**WHAT TO WORK ON**
Retype every one of the rows below character for character, without any alteration.

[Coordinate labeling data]
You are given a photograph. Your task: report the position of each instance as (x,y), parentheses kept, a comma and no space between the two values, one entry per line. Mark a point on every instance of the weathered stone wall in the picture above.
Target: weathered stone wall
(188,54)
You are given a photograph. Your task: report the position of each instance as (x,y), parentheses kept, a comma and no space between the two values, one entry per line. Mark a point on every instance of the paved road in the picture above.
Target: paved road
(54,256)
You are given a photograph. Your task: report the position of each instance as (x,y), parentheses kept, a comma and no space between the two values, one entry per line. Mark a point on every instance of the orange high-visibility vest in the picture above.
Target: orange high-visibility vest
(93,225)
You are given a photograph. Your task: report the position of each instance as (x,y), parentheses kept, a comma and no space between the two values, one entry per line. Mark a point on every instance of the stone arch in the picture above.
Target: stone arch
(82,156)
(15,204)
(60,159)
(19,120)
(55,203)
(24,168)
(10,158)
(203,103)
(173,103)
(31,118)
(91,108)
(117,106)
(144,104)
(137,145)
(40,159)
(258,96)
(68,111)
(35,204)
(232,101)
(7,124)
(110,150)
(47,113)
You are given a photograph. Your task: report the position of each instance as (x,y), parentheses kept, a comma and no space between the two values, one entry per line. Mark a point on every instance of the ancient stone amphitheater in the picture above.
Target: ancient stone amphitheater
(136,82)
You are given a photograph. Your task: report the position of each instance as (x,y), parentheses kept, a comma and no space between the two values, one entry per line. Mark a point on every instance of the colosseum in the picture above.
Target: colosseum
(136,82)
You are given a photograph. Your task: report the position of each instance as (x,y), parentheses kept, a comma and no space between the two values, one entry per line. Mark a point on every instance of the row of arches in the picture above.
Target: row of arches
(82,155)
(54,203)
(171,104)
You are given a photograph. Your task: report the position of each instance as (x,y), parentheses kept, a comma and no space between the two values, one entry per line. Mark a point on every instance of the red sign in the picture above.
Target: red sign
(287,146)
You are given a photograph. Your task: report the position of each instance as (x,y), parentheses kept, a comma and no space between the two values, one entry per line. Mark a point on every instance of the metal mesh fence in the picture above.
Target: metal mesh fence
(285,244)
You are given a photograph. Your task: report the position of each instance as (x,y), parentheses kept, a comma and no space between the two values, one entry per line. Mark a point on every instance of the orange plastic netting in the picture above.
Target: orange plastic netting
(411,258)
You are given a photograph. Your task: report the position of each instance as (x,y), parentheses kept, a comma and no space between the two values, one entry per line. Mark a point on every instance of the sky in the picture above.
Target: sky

**SOLUTION**
You are given a photograph. Your task: report the position of each instance as (x,y), parentheses kept, a comma and no space between the two values, one entry per line. Mark a point on every instance of the weathered stone wall in the picture above.
Target: weathered stone wall
(188,54)
You are given a photograph. Your task: report the position of each instance as (x,y), parentheses kept, a comma and no space between the two values, one entry per line. Mark a point on every instance of the paved road in the picture above.
Target: paved road
(54,256)
You are given a photograph. Your task: report the position of each instance as (x,y), parentheses kept, a comma and no space between the two values, one entry per line. Mark a point on every instance of the orange high-visibility vest in the picture above.
Target: orange high-visibility vest
(93,225)
You are given a photograph. Your task: report the position of each instance as (x,y), parentheses kept, a comma and no space between the two values, one entry per line. Mark a point on every instance of the stone arch in the picture above.
Target: stone arch
(82,156)
(15,204)
(60,159)
(19,120)
(55,203)
(24,168)
(10,158)
(203,103)
(173,103)
(31,118)
(91,108)
(117,106)
(144,104)
(137,145)
(40,159)
(258,96)
(68,111)
(35,204)
(232,101)
(7,124)
(110,150)
(47,113)
You are given a photograph. Your task: report the position of each instance as (x,y), parentheses kept, a comma and no space between the two values, one entry per line. Mark a point on every instance of the ancient stone amphitheater in the picture above.
Target: ancient stone amphitheater
(136,82)
You are given a photograph. Your task: report the position of each instance as (x,y), parentheses kept, a comma and no space between the two values, one entry per line. Mark a point on every instance of the colosseum in the picture above.
Target: colosseum
(136,82)
You are given a photograph. Your task: report the position of each instance as (x,y), parentheses kept, a comma and no space between the two values, one entry per line. Mark a point on every instance of the row of arches in the picture above.
Target: row of arches
(82,155)
(54,203)
(171,104)
You are given a photograph. Your task: report the position of each instance as (x,y), parentheses kept, a comma and no space between the two values, one entry per line. Mark a point on every instance of the red sign in the picture above.
Target: red sign
(287,146)
You are given a photograph. Your task: report the position of each instance as (x,y), parentheses kept, a comma and no space between the two values, one entry per line. Mark a point on every instance of the metal mesh fence in the picture above.
Target: metal mesh fence
(285,244)
You are given a photograph. Your task: report the position of each instance as (x,y), parentheses kept, a comma and no space between the two values, one entry per line. Mark a point on every instance of the orange plastic netting in the picture above.
Target: orange plastic netting
(411,258)
You are given a photograph. Your task: report the position of each instance as (x,y), parentheses kept, a comma and no space between the two values, one entry per line. Mark a point on every instance of the sky in the picture above.
Target: sky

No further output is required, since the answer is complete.